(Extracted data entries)
★ ★ ★ ★ ★ ★ ★

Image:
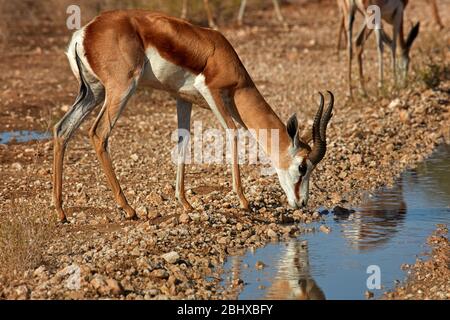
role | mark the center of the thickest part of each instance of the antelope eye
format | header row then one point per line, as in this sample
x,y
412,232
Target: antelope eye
x,y
302,169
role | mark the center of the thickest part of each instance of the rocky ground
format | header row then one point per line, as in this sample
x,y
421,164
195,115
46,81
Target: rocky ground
x,y
429,278
167,254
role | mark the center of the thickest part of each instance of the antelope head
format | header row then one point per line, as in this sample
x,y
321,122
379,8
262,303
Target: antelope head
x,y
405,58
302,158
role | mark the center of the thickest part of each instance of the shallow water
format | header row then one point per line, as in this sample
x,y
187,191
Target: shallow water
x,y
389,229
23,136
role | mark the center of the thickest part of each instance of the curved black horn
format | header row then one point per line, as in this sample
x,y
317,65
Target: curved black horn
x,y
319,130
317,119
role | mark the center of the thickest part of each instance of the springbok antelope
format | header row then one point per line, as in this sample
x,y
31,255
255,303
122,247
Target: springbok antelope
x,y
240,18
392,12
118,50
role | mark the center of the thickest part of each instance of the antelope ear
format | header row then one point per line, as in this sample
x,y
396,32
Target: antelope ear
x,y
292,127
306,136
413,35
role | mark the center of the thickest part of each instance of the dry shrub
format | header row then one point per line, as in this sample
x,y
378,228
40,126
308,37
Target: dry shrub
x,y
24,231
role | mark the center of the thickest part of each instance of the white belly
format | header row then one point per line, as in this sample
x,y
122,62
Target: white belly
x,y
164,75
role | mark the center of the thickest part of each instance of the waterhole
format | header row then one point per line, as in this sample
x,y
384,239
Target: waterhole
x,y
389,229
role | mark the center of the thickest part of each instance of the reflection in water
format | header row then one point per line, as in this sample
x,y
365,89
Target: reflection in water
x,y
293,280
23,136
378,219
389,229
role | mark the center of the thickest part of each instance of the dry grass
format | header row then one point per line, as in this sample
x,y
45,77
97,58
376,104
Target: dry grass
x,y
24,231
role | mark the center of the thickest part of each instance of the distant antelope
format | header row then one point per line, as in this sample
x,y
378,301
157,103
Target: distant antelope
x,y
240,18
118,50
435,11
392,12
342,19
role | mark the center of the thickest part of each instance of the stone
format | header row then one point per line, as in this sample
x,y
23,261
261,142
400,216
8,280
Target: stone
x,y
160,273
325,229
142,211
114,287
171,257
272,234
184,218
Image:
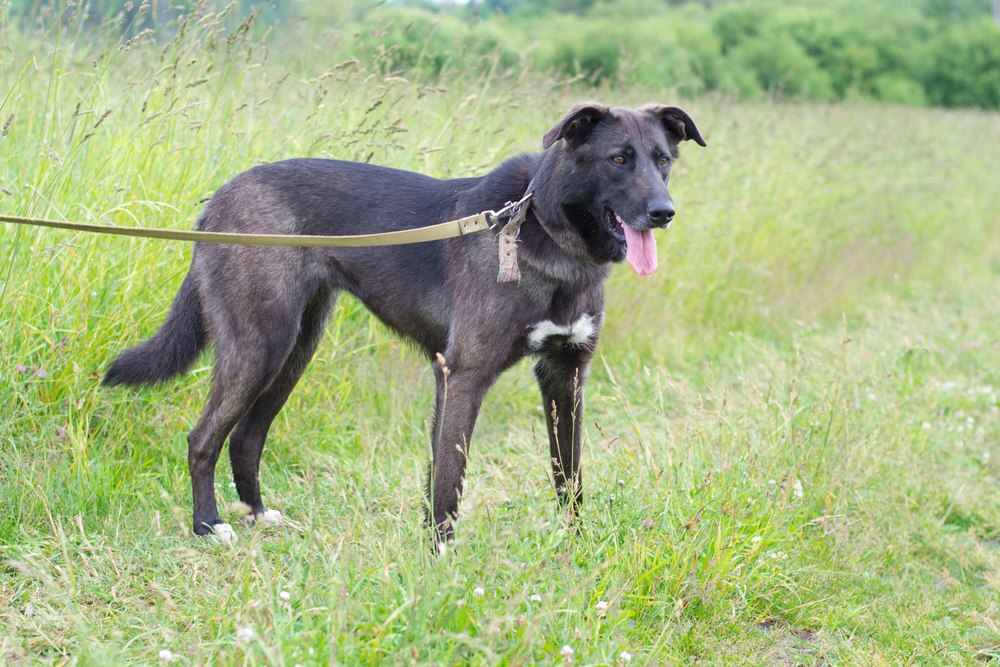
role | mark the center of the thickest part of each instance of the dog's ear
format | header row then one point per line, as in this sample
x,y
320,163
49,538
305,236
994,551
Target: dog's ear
x,y
676,121
576,125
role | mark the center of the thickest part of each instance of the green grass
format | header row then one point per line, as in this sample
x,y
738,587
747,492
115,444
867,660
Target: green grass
x,y
793,438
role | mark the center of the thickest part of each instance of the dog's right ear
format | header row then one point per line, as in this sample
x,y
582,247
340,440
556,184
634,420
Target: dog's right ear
x,y
576,125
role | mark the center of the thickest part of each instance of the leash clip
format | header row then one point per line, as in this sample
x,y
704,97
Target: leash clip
x,y
515,212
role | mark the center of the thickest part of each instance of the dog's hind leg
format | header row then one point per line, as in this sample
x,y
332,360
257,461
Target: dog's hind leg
x,y
248,359
561,374
460,394
246,443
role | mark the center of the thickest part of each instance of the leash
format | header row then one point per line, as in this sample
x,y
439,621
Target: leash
x,y
514,212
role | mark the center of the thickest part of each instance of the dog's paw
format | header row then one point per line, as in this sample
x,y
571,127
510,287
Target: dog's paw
x,y
222,533
269,518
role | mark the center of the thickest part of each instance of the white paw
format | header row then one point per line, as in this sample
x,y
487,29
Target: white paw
x,y
270,518
223,533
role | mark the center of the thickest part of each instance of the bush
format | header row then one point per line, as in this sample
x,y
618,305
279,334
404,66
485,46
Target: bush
x,y
424,45
964,66
782,67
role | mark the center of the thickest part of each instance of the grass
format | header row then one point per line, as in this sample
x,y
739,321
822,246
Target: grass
x,y
793,447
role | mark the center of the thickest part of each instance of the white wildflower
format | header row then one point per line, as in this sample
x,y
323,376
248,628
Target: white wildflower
x,y
244,635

★ ★ ★ ★ ★ ★ ★

**What needs to be done:** Nothing may be altered when you restate the records, but every picture must be dropped.

**Problem solution:**
Image:
role | mark the center of the thickest part of each instance of the antelope eye
format | header row then one point per line, as in this sample
x,y
412,232
Target: antelope eye
x,y
302,169
role | mark the center of the thickest part of each instance of the rocky ground
format | header row then one point per line, as in this sample
x,y
421,164
195,115
46,81
Target: rocky ground
x,y
429,278
167,254
role | mark the center of the thickest part of each instance of the antelope head
format | header row then one point per line, as in this sample
x,y
321,122
379,8
262,303
Target: antelope head
x,y
405,58
302,158
role | mark the center of the thickest part of each instance of the shallow water
format | header row then one point per line, as in this sample
x,y
187,191
Target: shallow water
x,y
389,229
23,136
role | mark the center of the thickest part of each instance of the curved black horn
format | header row then one point per line, as in this sample
x,y
317,65
Target: curved black horn
x,y
319,130
317,119
role | mark the center of the thickest part of each instance of the springbok antelope
format | header row then one point per line, as in this sample
x,y
31,255
255,303
122,247
Target: springbok antelope
x,y
240,18
392,12
118,50
role | mark the center of the thickest part of each instance of the antelope ear
format | header row then one point per line, as in this sample
x,y
396,32
Target: antelope ear
x,y
292,127
306,136
413,35
role | mark the center of the thickest part of each instance of the dry shrub
format | header row then one point per line, as in this sample
x,y
378,228
40,126
308,37
Target: dry shrub
x,y
24,231
role | mark the center of the thickest part of each instance of the white belly
format | header row then one point per line, as in this sample
x,y
122,62
Target: white belly
x,y
164,75
role | mark the center of the thickest part of each instance of the waterhole
format | header row then one point per line, as in this sample
x,y
384,239
Target: waterhole
x,y
389,229
role | mark the center of the thickest part of each instance of the reflection in water
format | header row then one point per line, as in this sample
x,y
365,89
Target: reflection in water
x,y
293,280
23,136
378,219
389,229
role | mark the center of the thickest part of each instance of the dry grass
format | header row then one point per line, as in this sample
x,y
45,77
97,58
376,104
Target: dry grass
x,y
24,231
role | mark the center of the thickest part of each instance of the distant antelope
format | header row then one point per line, as in this sample
x,y
378,301
157,103
Target: distant antelope
x,y
240,18
118,50
435,11
392,12
342,19
role | mark the center of the thickest part of each instance of the stone
format | header row then one point per line, as in this sample
x,y
23,261
261,142
400,216
8,280
Target: stone
x,y
160,273
325,229
142,211
114,287
171,257
272,234
184,218
Image:
role | mark the center of the thickest part of each instance of the dog's ear
format | header row then one point per line, as in this sample
x,y
320,163
49,538
305,236
994,551
Target: dog's ear
x,y
676,121
576,125
role | mark the center of the thickest part of each instance of the green grass
format | header row then one point per line, as in this sample
x,y
738,587
747,492
115,444
867,660
Target: green grass
x,y
793,438
role | mark the center of the thickest part of each instance of the dog's right ear
format | header row then one point per line, as in this sample
x,y
582,247
340,440
556,184
634,420
Target: dog's right ear
x,y
576,125
role | mark the center of the thickest part of each instance of the leash clip
format | header row then one point per line, as in this sample
x,y
704,97
Target: leash clip
x,y
515,212
role | mark the center of the thickest part of each instance of the dog's hind leg
format | header row then one point per line, as in this sample
x,y
332,360
257,461
Target: dog's hind leg
x,y
248,359
561,374
460,394
246,443
role | mark the center of the thickest part of each instance of the leash
format | header row then one point per line, as in this sample
x,y
439,621
Target: leash
x,y
514,212
role | mark the center of the thickest part of each instance of the dog's paw
format | header row then one point per line, as in this sample
x,y
571,127
510,287
Target: dog's paw
x,y
222,533
269,518
role | mark the center of the thickest part of each instance of the white paw
format | header row then one point per line, as in this sample
x,y
487,29
Target: white paw
x,y
270,518
223,533
role | mark the center of the thickest part of each instance of the bush
format | header row then one point per line, as in this sample
x,y
618,305
279,334
404,66
485,46
Target: bush
x,y
424,45
964,66
782,67
role | mark the center of the thickest part of each instance of the grass
format | header row then one point per line, as in this sample
x,y
739,321
822,246
Target: grass
x,y
793,447
role | mark the center of the thickest part of each instance of the white wildflower
format | header row then one point per line, as in this sample
x,y
323,376
248,628
Target: white wildflower
x,y
244,635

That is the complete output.